**Problem requirements:**
Copy out all of the rows below, replacing "Indicate" with "Mark" wherever it appears and changing nothing else.

Collected data:
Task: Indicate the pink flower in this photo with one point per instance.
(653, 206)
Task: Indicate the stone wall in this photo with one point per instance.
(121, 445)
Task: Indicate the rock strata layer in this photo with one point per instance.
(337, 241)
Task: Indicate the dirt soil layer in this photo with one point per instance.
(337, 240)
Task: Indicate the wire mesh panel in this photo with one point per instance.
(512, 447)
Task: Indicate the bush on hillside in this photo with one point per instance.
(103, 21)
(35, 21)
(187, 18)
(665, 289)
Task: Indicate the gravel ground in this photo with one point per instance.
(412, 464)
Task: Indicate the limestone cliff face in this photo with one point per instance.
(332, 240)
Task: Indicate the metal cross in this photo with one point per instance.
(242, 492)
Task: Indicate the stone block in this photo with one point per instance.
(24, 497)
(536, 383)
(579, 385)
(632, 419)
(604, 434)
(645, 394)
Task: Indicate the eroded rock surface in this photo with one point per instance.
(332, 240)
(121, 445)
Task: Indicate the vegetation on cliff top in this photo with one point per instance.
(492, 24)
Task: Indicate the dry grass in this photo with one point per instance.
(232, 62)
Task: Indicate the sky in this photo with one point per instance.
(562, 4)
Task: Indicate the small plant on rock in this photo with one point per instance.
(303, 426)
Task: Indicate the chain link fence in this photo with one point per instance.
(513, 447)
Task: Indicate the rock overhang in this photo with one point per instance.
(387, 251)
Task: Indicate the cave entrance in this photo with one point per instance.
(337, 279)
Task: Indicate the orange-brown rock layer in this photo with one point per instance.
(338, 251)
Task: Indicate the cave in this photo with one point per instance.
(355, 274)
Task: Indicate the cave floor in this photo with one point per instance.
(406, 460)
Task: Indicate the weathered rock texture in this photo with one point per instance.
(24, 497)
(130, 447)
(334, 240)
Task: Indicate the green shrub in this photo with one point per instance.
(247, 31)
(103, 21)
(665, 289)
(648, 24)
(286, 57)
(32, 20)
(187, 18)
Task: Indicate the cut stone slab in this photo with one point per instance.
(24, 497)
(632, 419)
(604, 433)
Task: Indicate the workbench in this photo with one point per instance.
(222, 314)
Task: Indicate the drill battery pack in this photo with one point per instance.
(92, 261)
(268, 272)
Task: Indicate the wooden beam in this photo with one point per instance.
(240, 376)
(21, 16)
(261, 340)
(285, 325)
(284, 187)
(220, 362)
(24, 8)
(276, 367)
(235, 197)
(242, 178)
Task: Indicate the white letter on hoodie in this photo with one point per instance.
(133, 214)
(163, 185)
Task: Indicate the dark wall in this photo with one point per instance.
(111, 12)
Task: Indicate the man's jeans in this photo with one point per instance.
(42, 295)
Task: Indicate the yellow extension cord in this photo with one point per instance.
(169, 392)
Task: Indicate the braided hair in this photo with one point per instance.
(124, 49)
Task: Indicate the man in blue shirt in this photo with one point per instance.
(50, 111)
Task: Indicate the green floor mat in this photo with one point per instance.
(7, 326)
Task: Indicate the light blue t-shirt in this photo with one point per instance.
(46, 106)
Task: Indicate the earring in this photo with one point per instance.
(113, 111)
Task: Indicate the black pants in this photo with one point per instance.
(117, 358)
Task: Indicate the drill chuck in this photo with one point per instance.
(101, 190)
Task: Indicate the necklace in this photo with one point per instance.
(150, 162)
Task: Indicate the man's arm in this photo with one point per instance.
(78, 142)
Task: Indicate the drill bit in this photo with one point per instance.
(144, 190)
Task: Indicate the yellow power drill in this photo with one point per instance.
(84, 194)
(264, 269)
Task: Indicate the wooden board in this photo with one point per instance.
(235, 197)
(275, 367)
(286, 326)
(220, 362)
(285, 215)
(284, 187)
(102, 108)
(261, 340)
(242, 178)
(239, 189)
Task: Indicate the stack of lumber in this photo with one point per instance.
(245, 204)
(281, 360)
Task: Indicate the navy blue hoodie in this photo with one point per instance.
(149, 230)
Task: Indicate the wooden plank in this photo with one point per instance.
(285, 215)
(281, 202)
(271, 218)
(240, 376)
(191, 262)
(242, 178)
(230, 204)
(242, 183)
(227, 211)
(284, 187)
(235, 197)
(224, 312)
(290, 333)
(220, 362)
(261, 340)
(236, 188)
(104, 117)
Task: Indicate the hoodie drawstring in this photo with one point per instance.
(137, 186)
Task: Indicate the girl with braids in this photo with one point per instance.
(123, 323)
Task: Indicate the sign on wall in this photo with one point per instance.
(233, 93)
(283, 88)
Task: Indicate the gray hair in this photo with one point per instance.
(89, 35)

**Output of the exercise:**
Task: Mark the pink flower in this photo with one point per instance.
(653, 206)
Task: Mark the stone wall in this photo with one point per instance.
(121, 445)
Task: Mark the rock strata layer in this photo with one point per instance.
(337, 241)
Task: Mark the dirt soil layer in this photo with one point per instance.
(337, 240)
Task: Mark the wire mesh panel in this photo with one point per instance.
(512, 447)
Task: Mark the bush on hillside in this photo with one point per instance.
(103, 21)
(35, 21)
(187, 18)
(665, 289)
Task: Mark the gravel ground in this photo with one point per instance.
(412, 464)
Task: Mark the limestone cliff face in this photo with one point per instance.
(332, 240)
Task: Mark the metal cross in this photo with one point per instance.
(242, 492)
Task: Mark the stone block in this photo with one point per instance.
(24, 497)
(536, 383)
(579, 385)
(632, 419)
(604, 434)
(645, 394)
Task: Mark the eroded rock surface in this photo with one point per instance.
(332, 240)
(121, 445)
Task: Mark the vegetation on cliff top in this photo with one point per instance.
(492, 24)
Task: Mark the dry grass in this photo with one point per instance.
(232, 62)
Task: Mark the sky in this photo with one point per instance.
(562, 4)
Task: Mark the small plant on rock in this photo with one point per instance.
(303, 426)
Task: Mark the chain link fence in this photo with one point per instance.
(513, 447)
Task: Mark the rock overhang in this photo with one point per instance.
(387, 251)
Task: Mark the cave entrance in this photo with one point per instance.
(337, 279)
Task: Mark the orange-brown rock layer in this photo with one point per instance.
(338, 251)
Task: Mark the cave in this photo with one point per instance.
(355, 274)
Task: Mark the cave floor in this photo with one point per instance.
(406, 460)
Task: Mark the weathered rock texture in this photo with one point per instance.
(24, 497)
(130, 447)
(334, 240)
Task: Mark the green shrub in this photo with one point per instance.
(247, 31)
(103, 21)
(665, 289)
(648, 24)
(286, 57)
(32, 20)
(187, 18)
Task: Mark the cut stone slab in this photo with one point per instance.
(24, 497)
(632, 419)
(604, 433)
Task: Mark the workbench in this photo with one point per instance.
(222, 314)
Task: Mark the drill battery pack in this photo with one point per instance.
(92, 261)
(268, 272)
Task: Mark the wooden beam in this photo with one point per instance.
(240, 376)
(21, 16)
(261, 340)
(285, 325)
(284, 187)
(220, 362)
(24, 8)
(276, 367)
(235, 197)
(242, 178)
Task: Mark the white letter on hoodie in this photo with one point per instance.
(133, 214)
(163, 185)
Task: Mark the dark wall in this photo with one point per instance.
(111, 12)
Task: Mark the man's jeans in this photo with one point per instance.
(42, 295)
Task: Mark the yellow extension cord in this photo with one point per instance.
(169, 392)
Task: Mark the braided hair in this photo with one point per instance.
(124, 49)
Task: Mark the man in blue shirt in this photo with one point per instance.
(50, 111)
Task: Mark the green floor mat in this photo with one point per instance.
(7, 326)
Task: Mark the light blue t-shirt in this photo with one point per instance.
(46, 106)
Task: Mark the earring in this photo with one point per instance.
(113, 111)
Task: Mark the black pants in this photo with one point per instance.
(117, 358)
Task: Mark the drill chuck in this photo with one point per instance.
(101, 190)
Task: Mark the necklace in this photo with one point per instance.
(150, 162)
Task: Mark the man's arm in this photo with one point per instance.
(78, 142)
Task: Mark the drill bit in this photo with one point per instance.
(144, 190)
Task: Mark the yellow power drill in this photo with one point per instance.
(84, 194)
(264, 269)
Task: Mark the wooden board in this photo with one point per instance.
(235, 197)
(275, 367)
(286, 326)
(220, 362)
(285, 215)
(284, 187)
(102, 108)
(261, 340)
(242, 178)
(239, 189)
Task: Mark the stack of lumber in this photo with one point per instance.
(245, 204)
(281, 360)
Task: Mark the navy blue hoodie in this photo with one point per instance.
(149, 230)
Task: Mark the wooden plank in this photo with one point per instance.
(285, 215)
(281, 202)
(271, 218)
(240, 376)
(191, 262)
(242, 178)
(230, 204)
(242, 183)
(227, 211)
(284, 187)
(235, 197)
(224, 312)
(290, 333)
(220, 362)
(261, 340)
(236, 188)
(104, 117)
Task: Mark the hoodie drawstring in this photo with one point per instance.
(137, 186)
Task: Mark the girl with braids in this photo with one point per instance.
(123, 323)
Task: Mark the sign on wall in this photo with one point per instance.
(233, 93)
(283, 88)
Task: Mark the gray hair in this photo with one point per instance.
(89, 35)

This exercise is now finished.